> _Instructions_
a) Please list every titled work (poem, song, or book) that the passage on poetic lineage names.
b) In the passage on poetic lineage, why do the writer's very different poems share a common denominator? Answer in one to three sentences.
c) In the passage on poetic lineage, where was the writer first assigned Ross Gay's Catalog of Unabashed Gratitude?

> _Passage given_
START

Gwendolyn Brooks at her typewriter.

Often, when I look back at the poems that have found their sudden ways to me—the ones that have chosen me in particular, to move through me and onto the page—it is hard to imagine they are related to one another. It is hard to believe the poems that sprawl wide, the poems that play their tricks, the poems that exhume and resurrect, that breathe strange and speak with different tongues, all share a common denominator. It is hard to believe all the differently hued poems I’ve written have come from my own throat, born of the same place but perhaps of a different season, fruit of the same tree perched on a different branch. 

How is one of my poems that sounds like “How Great,” by Chance the Rapper—a song that I love—related to another poem that I would not have written without reading Eve Ewing’s Electric Arches? How is a poem I wrote about my late father’s gold chain related to a poem I only fairly recently discovered?

This is the natural order of being descended from one common lineage, so much of the work I love the poetic offshoot of one common ancestor. Those that have taught me my best lessons have all learned from Gwendolyn Brooks, or have learned from someone who had learned from Brooks. Today, if I squint hard enough, if I ask the right questions, it seems everything—the poems, the music, the seasons—points me back to her. 

*

My poetic lineage is constructed, as I see it, via the long list of all the poems, visions, music, stories, and every syllable of any bit of good language that I’ve encountered in my life. What becomes cardinal in that lineage is the bits that manage to sear my inner skull with their light and bring me new ways of seeing. 

One entry point into my lineage can be found in the poetry of Ross Gay, and more specifically, his poem, “Sorrow Is Not My Name,” and, even more specific still, his line, “My color’s green. I’m Spring.”

I was first assigned Ross Gay’s Catalog of Unabashed Gratitude while in an undergrad workshop, and I consumed it so quickly I made small gusts of wind as I turned the pages. Gay’s ability to wield the hues of joy made me hunger. His poems taught me how I myself might enter language through the wide threshold of rapture.

END

> _Information supplied_
START

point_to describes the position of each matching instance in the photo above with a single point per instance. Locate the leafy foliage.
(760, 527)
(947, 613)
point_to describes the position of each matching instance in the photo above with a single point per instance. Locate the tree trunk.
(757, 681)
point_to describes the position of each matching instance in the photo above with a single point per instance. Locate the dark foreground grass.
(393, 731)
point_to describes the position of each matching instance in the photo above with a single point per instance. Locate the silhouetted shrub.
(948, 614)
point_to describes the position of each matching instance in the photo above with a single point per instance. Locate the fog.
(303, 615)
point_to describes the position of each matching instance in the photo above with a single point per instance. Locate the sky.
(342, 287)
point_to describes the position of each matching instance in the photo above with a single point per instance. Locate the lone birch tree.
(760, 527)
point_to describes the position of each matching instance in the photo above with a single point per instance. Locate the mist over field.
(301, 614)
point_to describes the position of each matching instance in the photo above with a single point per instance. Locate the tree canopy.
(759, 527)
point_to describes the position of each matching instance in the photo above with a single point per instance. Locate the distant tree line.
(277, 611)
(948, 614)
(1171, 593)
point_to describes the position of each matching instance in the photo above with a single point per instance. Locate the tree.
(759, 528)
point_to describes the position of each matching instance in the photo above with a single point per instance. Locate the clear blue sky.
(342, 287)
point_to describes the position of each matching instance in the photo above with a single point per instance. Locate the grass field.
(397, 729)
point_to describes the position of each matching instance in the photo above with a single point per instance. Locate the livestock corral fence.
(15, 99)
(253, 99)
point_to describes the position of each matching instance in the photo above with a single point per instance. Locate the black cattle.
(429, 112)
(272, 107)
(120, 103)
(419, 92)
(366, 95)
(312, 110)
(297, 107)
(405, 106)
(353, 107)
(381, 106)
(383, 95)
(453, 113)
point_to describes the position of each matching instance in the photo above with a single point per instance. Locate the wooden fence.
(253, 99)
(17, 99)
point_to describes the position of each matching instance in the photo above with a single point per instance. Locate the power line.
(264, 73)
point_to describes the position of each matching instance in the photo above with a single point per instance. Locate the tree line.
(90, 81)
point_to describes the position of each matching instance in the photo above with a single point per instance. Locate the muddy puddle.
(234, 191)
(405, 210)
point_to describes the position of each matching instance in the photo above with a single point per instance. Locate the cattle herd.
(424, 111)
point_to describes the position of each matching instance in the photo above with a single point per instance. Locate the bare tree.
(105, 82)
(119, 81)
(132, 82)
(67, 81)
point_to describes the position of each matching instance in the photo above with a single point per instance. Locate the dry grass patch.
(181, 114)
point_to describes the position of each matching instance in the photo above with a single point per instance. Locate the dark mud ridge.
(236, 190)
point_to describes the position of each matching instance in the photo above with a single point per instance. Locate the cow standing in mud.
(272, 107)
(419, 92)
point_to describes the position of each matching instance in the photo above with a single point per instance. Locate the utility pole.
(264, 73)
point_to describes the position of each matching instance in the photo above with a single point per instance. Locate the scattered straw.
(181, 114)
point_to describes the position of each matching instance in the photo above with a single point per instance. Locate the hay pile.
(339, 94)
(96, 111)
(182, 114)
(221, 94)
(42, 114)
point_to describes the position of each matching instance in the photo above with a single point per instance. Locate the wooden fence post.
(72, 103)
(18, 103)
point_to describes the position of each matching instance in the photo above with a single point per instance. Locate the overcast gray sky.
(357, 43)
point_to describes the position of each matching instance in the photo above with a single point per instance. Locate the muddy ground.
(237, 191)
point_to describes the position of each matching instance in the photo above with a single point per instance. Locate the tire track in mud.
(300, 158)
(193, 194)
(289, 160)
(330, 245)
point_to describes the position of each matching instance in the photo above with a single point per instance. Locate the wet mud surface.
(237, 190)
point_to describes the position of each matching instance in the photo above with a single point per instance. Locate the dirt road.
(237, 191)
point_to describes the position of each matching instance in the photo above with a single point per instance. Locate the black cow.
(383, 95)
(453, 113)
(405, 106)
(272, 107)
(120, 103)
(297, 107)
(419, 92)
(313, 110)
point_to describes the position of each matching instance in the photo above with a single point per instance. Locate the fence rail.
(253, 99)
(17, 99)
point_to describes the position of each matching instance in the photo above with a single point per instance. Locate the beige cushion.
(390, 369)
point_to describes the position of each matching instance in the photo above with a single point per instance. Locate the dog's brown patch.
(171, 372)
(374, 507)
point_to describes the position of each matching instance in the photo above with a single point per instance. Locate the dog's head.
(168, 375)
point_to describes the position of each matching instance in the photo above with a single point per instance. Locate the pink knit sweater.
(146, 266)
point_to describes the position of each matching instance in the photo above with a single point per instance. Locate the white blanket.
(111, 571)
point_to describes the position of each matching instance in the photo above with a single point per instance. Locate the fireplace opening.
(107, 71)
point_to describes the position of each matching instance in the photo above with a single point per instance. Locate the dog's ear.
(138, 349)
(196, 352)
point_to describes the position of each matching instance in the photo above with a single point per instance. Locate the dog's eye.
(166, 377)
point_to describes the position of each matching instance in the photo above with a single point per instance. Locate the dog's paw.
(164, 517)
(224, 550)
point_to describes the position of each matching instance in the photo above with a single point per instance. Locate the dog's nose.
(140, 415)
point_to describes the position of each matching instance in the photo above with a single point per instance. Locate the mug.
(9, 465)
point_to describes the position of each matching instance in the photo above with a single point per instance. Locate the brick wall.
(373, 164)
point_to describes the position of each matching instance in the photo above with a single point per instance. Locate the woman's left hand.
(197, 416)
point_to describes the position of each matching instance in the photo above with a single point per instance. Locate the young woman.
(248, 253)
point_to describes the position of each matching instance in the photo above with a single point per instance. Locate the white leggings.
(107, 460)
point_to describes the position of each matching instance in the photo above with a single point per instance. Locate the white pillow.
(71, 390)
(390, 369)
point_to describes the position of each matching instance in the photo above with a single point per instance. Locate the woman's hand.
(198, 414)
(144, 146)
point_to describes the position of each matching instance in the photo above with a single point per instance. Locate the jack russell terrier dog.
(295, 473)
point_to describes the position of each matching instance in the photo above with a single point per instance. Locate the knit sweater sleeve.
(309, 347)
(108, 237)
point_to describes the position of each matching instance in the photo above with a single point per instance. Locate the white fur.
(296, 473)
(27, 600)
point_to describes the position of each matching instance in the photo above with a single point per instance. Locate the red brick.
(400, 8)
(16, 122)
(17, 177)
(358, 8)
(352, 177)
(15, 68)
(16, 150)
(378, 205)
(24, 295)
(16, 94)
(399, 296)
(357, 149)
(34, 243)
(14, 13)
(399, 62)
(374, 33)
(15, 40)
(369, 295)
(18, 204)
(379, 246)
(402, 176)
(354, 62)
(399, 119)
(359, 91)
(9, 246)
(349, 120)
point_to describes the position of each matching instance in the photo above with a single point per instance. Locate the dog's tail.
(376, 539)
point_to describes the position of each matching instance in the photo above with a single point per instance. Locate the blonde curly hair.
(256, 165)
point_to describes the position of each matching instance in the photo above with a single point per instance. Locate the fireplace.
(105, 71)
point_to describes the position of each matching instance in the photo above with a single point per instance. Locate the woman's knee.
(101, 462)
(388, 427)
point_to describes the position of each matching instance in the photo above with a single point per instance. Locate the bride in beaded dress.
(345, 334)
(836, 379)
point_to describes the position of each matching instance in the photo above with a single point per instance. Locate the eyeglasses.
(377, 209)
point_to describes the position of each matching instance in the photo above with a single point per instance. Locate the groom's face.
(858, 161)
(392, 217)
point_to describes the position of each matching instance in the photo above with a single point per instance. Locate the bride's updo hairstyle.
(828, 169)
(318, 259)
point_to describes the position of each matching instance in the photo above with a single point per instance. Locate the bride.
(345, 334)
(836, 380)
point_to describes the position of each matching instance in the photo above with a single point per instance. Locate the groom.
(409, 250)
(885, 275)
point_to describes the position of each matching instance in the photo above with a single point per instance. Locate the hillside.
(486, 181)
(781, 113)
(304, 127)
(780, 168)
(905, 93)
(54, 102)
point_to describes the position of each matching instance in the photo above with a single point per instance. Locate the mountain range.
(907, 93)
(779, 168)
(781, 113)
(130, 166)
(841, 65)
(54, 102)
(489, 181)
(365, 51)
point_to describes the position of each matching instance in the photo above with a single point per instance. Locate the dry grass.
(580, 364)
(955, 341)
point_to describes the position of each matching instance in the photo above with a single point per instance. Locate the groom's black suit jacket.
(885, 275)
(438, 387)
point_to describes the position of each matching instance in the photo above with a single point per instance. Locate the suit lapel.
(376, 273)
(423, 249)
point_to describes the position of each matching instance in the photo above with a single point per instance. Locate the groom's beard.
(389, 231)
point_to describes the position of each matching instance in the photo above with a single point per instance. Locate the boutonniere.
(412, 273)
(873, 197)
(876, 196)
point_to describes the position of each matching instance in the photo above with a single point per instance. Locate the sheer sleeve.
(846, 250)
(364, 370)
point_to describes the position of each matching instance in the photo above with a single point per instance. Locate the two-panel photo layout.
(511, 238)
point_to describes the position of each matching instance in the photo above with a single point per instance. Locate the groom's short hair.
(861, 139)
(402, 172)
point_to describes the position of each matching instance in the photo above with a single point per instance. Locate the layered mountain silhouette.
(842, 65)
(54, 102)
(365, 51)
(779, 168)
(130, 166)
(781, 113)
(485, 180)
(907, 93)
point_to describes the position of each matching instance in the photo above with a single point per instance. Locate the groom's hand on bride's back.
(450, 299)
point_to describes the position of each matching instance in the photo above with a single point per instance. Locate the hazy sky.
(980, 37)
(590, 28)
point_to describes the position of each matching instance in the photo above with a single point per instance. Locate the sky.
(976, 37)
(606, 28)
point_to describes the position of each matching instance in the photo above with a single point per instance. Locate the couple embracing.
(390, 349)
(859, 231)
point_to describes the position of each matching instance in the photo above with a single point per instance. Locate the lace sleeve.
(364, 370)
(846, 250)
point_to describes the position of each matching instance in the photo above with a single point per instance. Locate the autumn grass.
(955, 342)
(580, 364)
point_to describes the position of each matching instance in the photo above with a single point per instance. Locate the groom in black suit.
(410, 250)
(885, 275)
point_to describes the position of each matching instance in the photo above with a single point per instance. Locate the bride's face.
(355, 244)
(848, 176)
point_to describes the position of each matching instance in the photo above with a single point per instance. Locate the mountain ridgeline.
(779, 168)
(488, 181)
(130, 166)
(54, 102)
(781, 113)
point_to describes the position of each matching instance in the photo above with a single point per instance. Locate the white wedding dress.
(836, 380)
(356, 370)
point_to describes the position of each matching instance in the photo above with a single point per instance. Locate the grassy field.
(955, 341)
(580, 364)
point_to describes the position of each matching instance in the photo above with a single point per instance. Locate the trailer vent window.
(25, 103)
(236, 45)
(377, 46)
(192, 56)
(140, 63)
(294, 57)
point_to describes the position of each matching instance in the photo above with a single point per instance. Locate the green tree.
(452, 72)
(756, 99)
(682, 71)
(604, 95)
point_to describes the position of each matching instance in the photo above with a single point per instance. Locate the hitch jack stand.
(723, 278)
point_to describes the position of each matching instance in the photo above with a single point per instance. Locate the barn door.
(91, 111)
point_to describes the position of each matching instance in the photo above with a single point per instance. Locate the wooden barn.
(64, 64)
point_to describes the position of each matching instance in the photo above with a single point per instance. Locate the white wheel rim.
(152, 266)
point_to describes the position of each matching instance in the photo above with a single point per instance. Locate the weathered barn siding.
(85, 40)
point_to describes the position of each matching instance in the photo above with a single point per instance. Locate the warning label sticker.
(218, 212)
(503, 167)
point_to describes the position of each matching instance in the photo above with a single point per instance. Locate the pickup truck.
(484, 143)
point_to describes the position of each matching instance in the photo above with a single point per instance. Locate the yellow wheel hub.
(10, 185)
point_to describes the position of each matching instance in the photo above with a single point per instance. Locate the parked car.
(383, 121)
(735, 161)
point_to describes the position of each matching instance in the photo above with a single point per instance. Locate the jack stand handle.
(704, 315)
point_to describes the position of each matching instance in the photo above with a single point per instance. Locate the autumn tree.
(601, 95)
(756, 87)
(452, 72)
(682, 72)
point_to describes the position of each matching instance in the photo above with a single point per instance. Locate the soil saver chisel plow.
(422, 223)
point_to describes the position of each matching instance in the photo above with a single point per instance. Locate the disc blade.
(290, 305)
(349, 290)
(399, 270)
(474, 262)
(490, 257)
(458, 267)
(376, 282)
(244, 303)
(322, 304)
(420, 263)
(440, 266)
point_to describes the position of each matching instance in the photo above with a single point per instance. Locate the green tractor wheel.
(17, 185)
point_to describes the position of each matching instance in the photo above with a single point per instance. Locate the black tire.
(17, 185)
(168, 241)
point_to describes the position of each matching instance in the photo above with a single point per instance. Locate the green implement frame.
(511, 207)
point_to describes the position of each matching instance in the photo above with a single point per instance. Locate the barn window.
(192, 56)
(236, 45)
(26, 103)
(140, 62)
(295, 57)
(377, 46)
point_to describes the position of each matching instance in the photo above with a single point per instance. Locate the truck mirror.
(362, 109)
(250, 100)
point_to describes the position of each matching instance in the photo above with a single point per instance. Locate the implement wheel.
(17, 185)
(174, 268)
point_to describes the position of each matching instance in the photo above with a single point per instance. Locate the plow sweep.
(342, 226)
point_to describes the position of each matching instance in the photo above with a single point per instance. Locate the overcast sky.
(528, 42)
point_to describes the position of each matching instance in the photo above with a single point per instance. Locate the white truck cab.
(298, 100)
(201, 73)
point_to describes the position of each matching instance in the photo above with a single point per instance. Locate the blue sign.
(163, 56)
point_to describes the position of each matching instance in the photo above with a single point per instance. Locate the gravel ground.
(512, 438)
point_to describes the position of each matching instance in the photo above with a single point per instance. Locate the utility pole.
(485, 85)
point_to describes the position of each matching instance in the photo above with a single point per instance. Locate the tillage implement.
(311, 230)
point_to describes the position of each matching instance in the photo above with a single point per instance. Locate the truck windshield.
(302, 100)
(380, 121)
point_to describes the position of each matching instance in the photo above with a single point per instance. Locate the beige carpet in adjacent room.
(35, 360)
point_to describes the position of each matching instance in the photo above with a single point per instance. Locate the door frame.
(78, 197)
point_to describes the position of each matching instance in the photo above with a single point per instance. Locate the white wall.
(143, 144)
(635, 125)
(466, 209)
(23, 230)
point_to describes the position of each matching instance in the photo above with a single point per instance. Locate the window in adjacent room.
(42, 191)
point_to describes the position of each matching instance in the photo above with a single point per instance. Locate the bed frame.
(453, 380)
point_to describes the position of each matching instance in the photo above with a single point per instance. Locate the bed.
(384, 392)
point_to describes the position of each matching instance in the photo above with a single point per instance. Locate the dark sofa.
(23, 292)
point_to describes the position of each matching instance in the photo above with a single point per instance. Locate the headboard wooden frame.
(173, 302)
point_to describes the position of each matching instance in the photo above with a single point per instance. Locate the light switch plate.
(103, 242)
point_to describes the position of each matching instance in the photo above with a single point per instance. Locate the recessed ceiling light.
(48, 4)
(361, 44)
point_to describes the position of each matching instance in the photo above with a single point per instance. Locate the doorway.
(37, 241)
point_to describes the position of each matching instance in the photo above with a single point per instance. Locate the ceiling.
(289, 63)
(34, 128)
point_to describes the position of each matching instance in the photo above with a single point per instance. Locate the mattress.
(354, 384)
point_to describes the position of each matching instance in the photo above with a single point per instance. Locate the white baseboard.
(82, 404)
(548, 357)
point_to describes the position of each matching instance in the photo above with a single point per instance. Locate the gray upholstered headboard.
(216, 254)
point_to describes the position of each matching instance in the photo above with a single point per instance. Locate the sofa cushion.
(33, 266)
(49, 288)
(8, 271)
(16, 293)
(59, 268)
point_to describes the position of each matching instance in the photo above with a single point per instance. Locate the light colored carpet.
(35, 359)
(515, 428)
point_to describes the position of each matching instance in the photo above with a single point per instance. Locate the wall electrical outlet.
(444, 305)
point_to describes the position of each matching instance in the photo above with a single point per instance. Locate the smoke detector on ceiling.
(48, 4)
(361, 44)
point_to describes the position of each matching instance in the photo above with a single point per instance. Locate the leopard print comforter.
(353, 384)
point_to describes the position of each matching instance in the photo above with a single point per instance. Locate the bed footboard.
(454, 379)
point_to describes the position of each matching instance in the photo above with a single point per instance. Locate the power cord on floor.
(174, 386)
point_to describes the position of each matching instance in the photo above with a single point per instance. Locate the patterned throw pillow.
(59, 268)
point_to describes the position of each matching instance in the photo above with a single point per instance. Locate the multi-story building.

END

> _Solution set_
a)
"How Great" (song by Chance the Rapper)
Electric Arches (by Eve Ewing)
"Sorrow Is Not My Name" (poem by Ross Gay)
Catalog of Unabashed Gratitude (by Ross Gay)

b) They share one because they descend from one common lineage, with much of the work the writer loves being an offshoot of one common ancestor. Those who taught the writer the best lessons all learned from Gwendolyn Brooks or from someone who had learned from her.

c) In an undergrad workshop.